- _What is being asked_: Please render these entries as a two-column CSV with the headers "entry_text" and "answer", one row per entry. Put each field in double quotes and turn any line breaks into spaces.

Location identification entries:

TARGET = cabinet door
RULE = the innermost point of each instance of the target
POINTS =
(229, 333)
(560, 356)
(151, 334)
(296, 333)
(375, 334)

- _Answer to this problem_:
entry_text,answer
"TARGET = cabinet door RULE = the innermost point of each instance of the target POINTS =","(229, 333) (560, 356) (151, 334) (296, 333) (375, 334)"